§ PROBLEM REQUIREMENTS:
Please format every line of the listing below as a numbered list, skipping blank lines. Leave the pictures out of your answer.

§ PROVIDED INFORMATION:
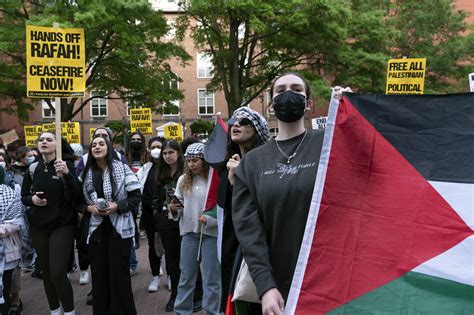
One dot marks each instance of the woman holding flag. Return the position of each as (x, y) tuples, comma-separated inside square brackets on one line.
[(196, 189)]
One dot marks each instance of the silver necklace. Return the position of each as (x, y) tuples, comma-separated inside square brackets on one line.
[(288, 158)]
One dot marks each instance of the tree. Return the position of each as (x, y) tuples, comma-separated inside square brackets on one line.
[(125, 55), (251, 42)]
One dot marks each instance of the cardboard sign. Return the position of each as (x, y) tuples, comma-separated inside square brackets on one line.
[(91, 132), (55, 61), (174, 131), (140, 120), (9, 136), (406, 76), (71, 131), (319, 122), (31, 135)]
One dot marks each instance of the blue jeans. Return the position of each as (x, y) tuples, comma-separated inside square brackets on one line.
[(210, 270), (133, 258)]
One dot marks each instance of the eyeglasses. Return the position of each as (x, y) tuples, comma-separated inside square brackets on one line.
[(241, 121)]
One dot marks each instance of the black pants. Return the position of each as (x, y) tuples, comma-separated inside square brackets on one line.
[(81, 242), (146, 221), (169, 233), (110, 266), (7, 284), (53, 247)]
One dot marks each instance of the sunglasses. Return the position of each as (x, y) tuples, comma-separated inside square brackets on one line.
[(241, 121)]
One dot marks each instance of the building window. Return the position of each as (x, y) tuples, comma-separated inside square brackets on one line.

§ EXPECTED OUTPUT:
1. One dot marks each instance of the woman holding flag. Return the position of each as (x, y) tuples, comma-separated inside square brackets on one line.
2. [(196, 189)]
3. One dot marks each instance of the silver necklace. Return the position of each as (x, y) tuples, comma-separated inside square brackets on one line.
4. [(288, 158)]
5. One dot marks each instance of the tree. Return the position of each as (x, y) tuples, comma-separated inside square brackets on one line.
6. [(125, 55), (251, 42)]
7. One dot marks each instance of the cardboard sign. Return the position of each as (x, y) tuples, comma-separated inside square brackets on one line.
8. [(91, 132), (55, 61), (174, 131), (140, 120), (9, 136), (406, 76), (71, 131), (319, 122), (31, 135)]
9. One dot marks each instance of the blue jeans. Return the position of each as (x, y) tuples, comma-separated inside square brackets on one line.
10. [(210, 270), (133, 258)]
11. One dot marks each instance of the eyeglasses. Return the position of each as (x, y) tuples, comma-separated inside square brackets on one line.
12. [(241, 121)]
13. One dot marks each instance of the black pants. Return the position of each as (x, y) tuples, comma-separated inside square brackets on one line.
14. [(81, 242), (146, 221), (169, 233), (110, 266), (7, 284), (53, 247)]
15. One dot marks each instance of the sunglasses. Return the position of each as (x, y) tuples, comma-separated inside square brackets on one line.
16. [(241, 121)]
17. One dot marks each instance of the building window. Return the position of each as (x, y) tuples, comma-separated inside square brackets on one line.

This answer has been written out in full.